Segment Open
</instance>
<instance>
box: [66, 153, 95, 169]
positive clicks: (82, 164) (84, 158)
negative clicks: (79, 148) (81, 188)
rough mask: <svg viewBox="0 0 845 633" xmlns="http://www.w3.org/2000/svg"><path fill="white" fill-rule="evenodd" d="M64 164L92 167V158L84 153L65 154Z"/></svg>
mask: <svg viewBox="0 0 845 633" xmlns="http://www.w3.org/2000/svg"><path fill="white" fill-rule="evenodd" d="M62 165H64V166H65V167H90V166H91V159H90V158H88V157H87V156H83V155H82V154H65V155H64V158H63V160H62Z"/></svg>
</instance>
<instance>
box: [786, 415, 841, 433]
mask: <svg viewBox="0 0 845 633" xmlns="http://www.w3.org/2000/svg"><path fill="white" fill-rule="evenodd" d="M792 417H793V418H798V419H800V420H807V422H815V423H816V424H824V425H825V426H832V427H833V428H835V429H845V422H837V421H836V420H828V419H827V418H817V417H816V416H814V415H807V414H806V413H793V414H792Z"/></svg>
Segment Closed
# WORK TO COMPLETE:
Filter the entries down to the lines with the word "clicks" in them, and copy those lines.

# RESULT FOR THIS TASK:
positive clicks: (82, 164) (84, 158)
negative clicks: (79, 148) (81, 188)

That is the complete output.